### Données fournies

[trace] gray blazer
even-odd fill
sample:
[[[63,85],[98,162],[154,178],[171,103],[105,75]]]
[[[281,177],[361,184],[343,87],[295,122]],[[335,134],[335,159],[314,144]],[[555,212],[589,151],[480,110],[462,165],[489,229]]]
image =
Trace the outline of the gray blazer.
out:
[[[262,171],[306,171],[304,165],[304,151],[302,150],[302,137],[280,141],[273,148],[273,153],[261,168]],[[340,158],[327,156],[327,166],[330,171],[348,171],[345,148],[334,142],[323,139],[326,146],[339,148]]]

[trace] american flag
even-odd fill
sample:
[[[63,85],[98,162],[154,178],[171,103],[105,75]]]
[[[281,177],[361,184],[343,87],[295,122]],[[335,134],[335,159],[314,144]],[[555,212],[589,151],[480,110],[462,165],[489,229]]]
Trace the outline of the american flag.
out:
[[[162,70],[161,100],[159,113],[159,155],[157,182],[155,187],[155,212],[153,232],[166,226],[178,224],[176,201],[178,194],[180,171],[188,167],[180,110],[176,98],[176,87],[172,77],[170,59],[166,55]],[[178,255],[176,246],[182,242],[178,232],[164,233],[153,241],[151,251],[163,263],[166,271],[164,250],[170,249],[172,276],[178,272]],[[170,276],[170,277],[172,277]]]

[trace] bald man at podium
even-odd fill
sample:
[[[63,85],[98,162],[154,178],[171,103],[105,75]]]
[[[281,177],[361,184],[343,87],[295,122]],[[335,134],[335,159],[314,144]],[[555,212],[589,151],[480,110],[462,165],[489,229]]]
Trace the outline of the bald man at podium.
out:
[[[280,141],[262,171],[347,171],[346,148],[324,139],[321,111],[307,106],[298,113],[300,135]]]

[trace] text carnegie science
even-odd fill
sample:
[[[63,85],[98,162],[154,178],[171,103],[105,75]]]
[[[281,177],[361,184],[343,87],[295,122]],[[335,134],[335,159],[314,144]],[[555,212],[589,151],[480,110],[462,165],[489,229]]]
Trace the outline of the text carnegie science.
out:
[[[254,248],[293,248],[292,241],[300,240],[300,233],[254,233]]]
---
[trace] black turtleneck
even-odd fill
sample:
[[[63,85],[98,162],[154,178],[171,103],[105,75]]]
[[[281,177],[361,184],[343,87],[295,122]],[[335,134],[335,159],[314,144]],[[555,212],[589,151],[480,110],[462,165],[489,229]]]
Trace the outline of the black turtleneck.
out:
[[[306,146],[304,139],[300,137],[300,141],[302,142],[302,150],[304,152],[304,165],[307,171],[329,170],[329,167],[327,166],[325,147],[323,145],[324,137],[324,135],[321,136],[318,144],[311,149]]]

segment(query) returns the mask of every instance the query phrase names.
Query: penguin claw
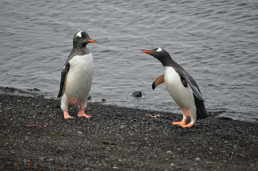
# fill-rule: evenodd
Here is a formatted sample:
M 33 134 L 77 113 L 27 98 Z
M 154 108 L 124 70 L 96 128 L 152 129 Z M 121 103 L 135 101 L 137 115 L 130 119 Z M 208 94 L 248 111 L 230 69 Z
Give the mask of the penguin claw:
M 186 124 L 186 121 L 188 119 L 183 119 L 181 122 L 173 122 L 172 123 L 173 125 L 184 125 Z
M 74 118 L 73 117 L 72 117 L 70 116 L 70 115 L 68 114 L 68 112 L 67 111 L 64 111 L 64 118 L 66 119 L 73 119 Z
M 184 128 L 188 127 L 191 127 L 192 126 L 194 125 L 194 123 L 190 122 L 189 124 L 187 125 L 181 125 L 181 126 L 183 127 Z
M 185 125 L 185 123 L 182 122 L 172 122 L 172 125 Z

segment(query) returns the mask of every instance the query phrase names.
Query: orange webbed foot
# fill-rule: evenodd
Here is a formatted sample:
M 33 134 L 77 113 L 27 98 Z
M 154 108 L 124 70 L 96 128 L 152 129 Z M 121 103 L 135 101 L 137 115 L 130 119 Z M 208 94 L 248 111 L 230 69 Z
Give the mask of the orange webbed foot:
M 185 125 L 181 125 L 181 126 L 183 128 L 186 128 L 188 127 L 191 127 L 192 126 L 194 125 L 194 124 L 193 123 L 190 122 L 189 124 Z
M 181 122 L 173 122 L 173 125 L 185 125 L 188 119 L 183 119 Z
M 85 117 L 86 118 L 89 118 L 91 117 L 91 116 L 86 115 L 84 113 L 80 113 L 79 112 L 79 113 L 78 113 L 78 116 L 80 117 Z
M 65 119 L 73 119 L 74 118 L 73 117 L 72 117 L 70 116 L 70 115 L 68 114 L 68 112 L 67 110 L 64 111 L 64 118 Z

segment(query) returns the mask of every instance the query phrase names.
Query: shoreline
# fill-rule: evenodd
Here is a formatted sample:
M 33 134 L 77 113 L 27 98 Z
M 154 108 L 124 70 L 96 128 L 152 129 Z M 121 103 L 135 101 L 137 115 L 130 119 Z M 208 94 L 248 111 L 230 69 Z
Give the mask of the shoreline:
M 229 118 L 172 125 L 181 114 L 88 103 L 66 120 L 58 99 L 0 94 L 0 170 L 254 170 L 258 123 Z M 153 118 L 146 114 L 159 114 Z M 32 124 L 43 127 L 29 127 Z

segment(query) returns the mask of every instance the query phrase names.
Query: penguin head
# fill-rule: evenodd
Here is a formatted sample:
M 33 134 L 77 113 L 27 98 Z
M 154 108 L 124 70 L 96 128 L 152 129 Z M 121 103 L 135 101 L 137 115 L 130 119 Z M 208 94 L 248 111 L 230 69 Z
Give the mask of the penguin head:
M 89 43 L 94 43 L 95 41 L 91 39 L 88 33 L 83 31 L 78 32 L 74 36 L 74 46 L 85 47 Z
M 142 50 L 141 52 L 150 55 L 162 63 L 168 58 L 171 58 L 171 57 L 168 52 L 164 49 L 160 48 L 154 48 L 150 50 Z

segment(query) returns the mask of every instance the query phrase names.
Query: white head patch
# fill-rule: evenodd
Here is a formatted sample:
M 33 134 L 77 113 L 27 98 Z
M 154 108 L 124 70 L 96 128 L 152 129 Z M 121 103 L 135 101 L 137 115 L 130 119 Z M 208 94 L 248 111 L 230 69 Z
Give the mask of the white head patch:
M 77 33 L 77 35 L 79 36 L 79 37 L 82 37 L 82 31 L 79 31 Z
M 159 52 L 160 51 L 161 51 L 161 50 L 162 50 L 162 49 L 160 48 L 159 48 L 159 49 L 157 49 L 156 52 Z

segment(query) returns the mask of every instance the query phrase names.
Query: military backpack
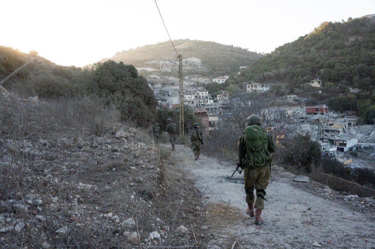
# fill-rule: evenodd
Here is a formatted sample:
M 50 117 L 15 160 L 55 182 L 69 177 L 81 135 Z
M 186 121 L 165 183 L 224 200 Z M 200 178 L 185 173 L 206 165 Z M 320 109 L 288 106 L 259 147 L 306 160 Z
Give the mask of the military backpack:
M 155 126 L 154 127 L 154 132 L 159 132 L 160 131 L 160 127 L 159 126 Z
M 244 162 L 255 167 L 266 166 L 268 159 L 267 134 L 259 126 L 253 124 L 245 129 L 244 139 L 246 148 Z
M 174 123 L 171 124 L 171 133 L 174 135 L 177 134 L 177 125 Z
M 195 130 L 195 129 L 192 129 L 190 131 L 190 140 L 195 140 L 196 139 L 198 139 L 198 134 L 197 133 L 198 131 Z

### Consignes
Relevez chaque ligne des données ci-dessus qui contient la chaîne "webbed".

### Résultat correct
Query: orange webbed foot
Give the mask of the orange webbed foot:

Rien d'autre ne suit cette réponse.